Texte fourni:

========================================

Disons‑le d’emblée, un seul moyen me paraît de nature à entraîner l’annulation du jugement attaqué dans cette mesure, celui tiré de la prescription.

Non pas la prescription quadriennale, issue des dispositions de la loi du 31 décembre 1968, qui ne visent que les créances dont sont débiteurs l’État, les départements, les communes et les établissements publics dotés d’un comptable public et ne sont pas applicables aux créances dont une personne privée est débitrice, quel qu’en soit le créancier.

En revanche, la prescription quinquennale de droit commun issue de l’article 1224 du code civil est bien applicable aux créances dont sont débitrices les personnes privées à l’égard des personnes publiques, notamment les collectivités territoriales (voyez sur ce point l’avis CE, 28 mai 2014, M. Le Mignon et M. Communal, nos 376501 376573, au Recueil ; voyez aussi la décision CE, 4 octobre 2019, Commune de Saint-Pierre, no 418224, aux T.).

Même si la prescription tirée de l’article 1224 du code civil n’a été invoquée qu’en cause d’appel par les SCI Paudi et Mika, ce moyen est bien recevable (cf. l’article 2248 du code civil : « Sauf renonciation, la prescription peut être opposée en tout état de cause, même devant la cour d’appel. »).

Et, contrairement à ce que soutient le département, ce moyen est bien opérant à l’encontre du titre de recettes émis le 27 janvier 2017.

Le Conseil d’État a en effet jugé que « L’article 2224 du code civil s’applique non seulement à la prescription des actions en recouvrement d’une créance publique mais également à la prescription d’assiette ». (voyez sur ce point la décision précitée CE, 4 octobre 2019, Commune de Saint‑Pierre, no 418224, aux T. et les conclusions du rapporteur public Laurent Cytermann sur cette décision :

« En dépit de la lettre de ces dispositions, qui mentionnent l’action en recouvrement, vous avez jugé qu’elles instituaient une prescription d’assiette. Vous avez en effet décidé que « ces dispositions n’ont pas pour objet de fixer au comptable le délai maximum dans lequel il peut procéder au recouvrement des sommes mentionnées sur le titre de recette mais d’imposer à l’ordonnateur un délai maximum, à compter du fait générateur de la participation, pour émettre, à peine de prescription, le titre de recette » (CE, 30 juillet 2003, Commune d’Aubagne, n° 220914, Inédit) »).

========================================

Données enregistrées:
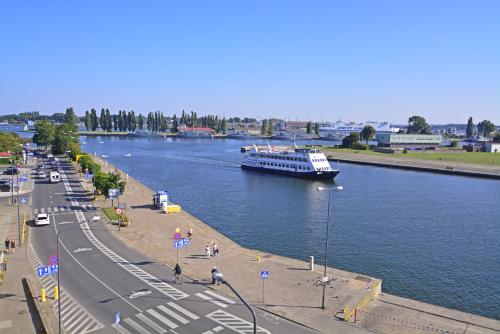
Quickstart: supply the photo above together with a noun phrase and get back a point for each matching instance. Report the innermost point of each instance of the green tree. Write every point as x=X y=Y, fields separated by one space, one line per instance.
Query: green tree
x=88 y=121
x=486 y=128
x=418 y=124
x=469 y=131
x=309 y=128
x=45 y=132
x=367 y=133
x=93 y=119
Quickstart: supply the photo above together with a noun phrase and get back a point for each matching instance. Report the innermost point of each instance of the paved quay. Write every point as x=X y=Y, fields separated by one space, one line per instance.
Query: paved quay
x=292 y=290
x=435 y=166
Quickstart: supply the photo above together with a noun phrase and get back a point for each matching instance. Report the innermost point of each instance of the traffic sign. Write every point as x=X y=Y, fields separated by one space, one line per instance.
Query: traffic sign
x=53 y=260
x=181 y=242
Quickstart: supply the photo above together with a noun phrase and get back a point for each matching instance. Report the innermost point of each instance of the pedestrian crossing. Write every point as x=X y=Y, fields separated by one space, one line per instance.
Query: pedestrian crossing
x=74 y=318
x=64 y=208
x=159 y=319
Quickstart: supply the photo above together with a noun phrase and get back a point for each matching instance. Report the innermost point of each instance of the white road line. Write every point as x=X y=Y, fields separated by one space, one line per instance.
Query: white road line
x=183 y=310
x=222 y=298
x=120 y=329
x=202 y=296
x=150 y=323
x=174 y=315
x=160 y=317
x=136 y=326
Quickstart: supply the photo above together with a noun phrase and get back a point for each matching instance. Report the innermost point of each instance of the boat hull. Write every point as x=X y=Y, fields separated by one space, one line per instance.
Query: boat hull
x=324 y=175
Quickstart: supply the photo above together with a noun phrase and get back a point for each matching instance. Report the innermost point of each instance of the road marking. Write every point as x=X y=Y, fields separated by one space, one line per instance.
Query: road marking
x=222 y=298
x=174 y=315
x=151 y=323
x=136 y=326
x=139 y=294
x=162 y=319
x=183 y=310
x=202 y=296
x=233 y=322
x=79 y=250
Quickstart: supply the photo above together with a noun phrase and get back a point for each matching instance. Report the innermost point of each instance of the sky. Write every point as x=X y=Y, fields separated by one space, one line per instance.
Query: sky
x=298 y=60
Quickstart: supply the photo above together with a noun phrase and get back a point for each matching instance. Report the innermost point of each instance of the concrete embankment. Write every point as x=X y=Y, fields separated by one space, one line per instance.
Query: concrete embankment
x=292 y=289
x=434 y=166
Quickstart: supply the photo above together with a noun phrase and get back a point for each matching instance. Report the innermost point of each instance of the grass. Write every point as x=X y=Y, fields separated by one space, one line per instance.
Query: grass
x=480 y=158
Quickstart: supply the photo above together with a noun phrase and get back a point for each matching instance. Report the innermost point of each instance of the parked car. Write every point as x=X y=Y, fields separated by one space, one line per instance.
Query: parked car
x=42 y=219
x=11 y=171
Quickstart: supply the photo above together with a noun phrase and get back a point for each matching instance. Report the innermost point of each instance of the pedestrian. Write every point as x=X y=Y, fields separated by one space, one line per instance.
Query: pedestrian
x=215 y=249
x=215 y=273
x=207 y=251
x=7 y=244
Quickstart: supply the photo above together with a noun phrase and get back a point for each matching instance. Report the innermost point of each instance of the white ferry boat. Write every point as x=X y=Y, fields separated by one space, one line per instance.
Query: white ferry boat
x=299 y=162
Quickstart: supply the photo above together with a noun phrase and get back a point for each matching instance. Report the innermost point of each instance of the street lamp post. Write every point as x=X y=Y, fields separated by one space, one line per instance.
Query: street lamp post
x=221 y=279
x=337 y=188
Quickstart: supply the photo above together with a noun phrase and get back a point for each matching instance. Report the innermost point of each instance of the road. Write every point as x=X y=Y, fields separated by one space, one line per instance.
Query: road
x=101 y=276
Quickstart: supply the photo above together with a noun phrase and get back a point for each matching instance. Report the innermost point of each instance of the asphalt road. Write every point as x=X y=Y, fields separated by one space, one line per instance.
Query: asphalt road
x=100 y=276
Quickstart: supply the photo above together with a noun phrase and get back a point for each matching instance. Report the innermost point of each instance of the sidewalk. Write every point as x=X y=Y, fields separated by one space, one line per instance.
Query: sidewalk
x=15 y=316
x=292 y=290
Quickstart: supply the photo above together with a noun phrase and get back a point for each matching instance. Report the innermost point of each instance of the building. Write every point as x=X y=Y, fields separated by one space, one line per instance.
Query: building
x=492 y=147
x=397 y=140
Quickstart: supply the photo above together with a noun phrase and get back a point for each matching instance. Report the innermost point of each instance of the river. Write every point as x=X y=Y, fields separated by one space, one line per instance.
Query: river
x=430 y=237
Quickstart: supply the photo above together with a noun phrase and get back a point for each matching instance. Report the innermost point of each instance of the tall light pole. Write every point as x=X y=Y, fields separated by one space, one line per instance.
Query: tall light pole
x=325 y=279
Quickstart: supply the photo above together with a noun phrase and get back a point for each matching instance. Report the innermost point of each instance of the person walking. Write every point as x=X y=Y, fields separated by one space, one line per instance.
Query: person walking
x=207 y=251
x=215 y=249
x=7 y=245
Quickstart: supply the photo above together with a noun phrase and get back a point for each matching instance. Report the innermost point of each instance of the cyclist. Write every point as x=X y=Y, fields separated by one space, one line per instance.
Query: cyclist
x=177 y=271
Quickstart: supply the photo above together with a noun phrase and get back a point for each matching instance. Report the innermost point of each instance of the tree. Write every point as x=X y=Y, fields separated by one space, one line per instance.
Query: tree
x=485 y=128
x=45 y=132
x=418 y=124
x=88 y=121
x=93 y=119
x=367 y=133
x=469 y=131
x=70 y=118
x=351 y=140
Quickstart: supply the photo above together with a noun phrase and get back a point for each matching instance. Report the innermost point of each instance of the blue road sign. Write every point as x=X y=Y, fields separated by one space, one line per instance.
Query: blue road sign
x=181 y=243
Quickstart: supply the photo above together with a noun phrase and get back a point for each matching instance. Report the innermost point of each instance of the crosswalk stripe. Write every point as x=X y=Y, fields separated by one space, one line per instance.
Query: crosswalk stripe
x=202 y=296
x=174 y=315
x=150 y=323
x=183 y=310
x=120 y=329
x=162 y=319
x=222 y=298
x=136 y=326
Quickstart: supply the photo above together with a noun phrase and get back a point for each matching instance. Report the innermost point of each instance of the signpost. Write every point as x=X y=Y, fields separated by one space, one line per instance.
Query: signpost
x=264 y=275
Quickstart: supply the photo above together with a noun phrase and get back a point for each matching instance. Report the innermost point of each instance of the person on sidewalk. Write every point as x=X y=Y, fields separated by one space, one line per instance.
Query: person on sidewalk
x=215 y=272
x=207 y=251
x=215 y=249
x=7 y=245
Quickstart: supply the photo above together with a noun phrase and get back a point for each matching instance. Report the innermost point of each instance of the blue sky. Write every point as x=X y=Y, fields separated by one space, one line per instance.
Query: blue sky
x=311 y=60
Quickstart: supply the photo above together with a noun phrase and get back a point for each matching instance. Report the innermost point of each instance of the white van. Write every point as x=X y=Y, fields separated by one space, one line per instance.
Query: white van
x=55 y=177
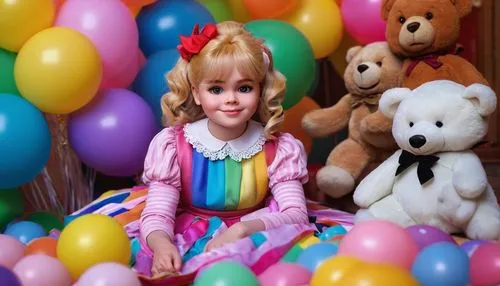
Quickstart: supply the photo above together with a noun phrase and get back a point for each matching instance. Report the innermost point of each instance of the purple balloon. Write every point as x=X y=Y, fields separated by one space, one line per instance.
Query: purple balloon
x=113 y=132
x=8 y=278
x=470 y=246
x=425 y=235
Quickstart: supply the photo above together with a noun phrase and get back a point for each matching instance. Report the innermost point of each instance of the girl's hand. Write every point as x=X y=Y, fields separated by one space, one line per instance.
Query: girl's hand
x=166 y=257
x=235 y=232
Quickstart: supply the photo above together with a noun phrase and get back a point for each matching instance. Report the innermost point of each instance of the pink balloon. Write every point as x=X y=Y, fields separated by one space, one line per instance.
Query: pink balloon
x=485 y=265
x=109 y=274
x=285 y=274
x=111 y=28
x=363 y=20
x=380 y=241
x=40 y=269
x=11 y=251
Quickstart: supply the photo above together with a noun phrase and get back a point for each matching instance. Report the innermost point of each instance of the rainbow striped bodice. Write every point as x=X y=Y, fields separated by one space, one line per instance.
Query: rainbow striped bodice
x=223 y=184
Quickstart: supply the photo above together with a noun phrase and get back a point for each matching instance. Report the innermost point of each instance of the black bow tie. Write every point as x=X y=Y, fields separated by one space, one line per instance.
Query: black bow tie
x=425 y=163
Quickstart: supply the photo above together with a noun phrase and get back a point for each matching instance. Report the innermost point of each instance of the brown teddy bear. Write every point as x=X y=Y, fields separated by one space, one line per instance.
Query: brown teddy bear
x=371 y=70
x=424 y=32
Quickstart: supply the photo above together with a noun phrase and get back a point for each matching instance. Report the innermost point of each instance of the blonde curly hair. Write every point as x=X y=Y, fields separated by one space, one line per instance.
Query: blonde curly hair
x=233 y=47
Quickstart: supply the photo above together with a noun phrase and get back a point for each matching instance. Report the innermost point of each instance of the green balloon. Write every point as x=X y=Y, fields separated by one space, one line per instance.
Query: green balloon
x=219 y=9
x=226 y=273
x=47 y=220
x=11 y=206
x=292 y=55
x=7 y=82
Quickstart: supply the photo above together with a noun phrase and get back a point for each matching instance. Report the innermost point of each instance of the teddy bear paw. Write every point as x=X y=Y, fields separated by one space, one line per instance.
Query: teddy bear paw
x=455 y=209
x=335 y=181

========================================

Objectifs:
A: Répondez brièvement à ces questions à partir du texte sur la prescription des créances publiques :
(i) Quelle loi institue la prescription quadriennale ?
(ii) À quelle date le titre de recettes contesté a-t-il été émis ?
(iii) Quel rapporteur public a présenté des conclusions sur la décision Commune de Saint-Pierre ?
B: Poursuivez le texte sur la prescription des créances publiques à partir de sa dernière phrase.
Les données n'ont aucune utilité pour traiter les consignes.

Réponses par consigne:
A:
(i) La loi du 31 décembre 1968.
(ii) Le 27 janvier 2017.
(iii) Laurent Cytermann.

B:
Lorsque cette prescription est invoquée, il appartient au juge de déterminer le point de départ du délai de prescription (voyez notamment les décisions CE, 3 juin 2020, M. de Lorgeril, no 432172, T. pp. 798-805. Et CE, 4 juin 2021, M. Michallet, no 436100, B).

Cette dernière décision, aux conclusions contraires de la rapporteure publique Émilie Bokdam-Tognetti, me paraît particulièrement intéressante car elle juge que

« L’administration se doit de connaître la date à laquelle un agent a épuisé ses droits à disponibilité. C’est à compter de cette date, à laquelle elle peut constater que l’intéressé n’a pas demandé dans le délai prévu sa réintégration dans son corps d’origine, qu’elle peut le soumettre à l’obligation de remboursement de ses frais de scolarité faute d’avoir accompli la durée de services effectifs auprès de l’État. En vertu de l’article 2224 du code civil, l’administration dispose alors d’un délai de cinq ans pour le soumettre à cette obligation. »

Elle fait ainsi application de la lettre de l’article 2224 du code civil : « Les actions personnelles ou mobilières se prescrivent par cinq ans à compter du jour où le titulaire d’un droit a connu ou aurait dû connaître les faits lui permettant de l’exercer. »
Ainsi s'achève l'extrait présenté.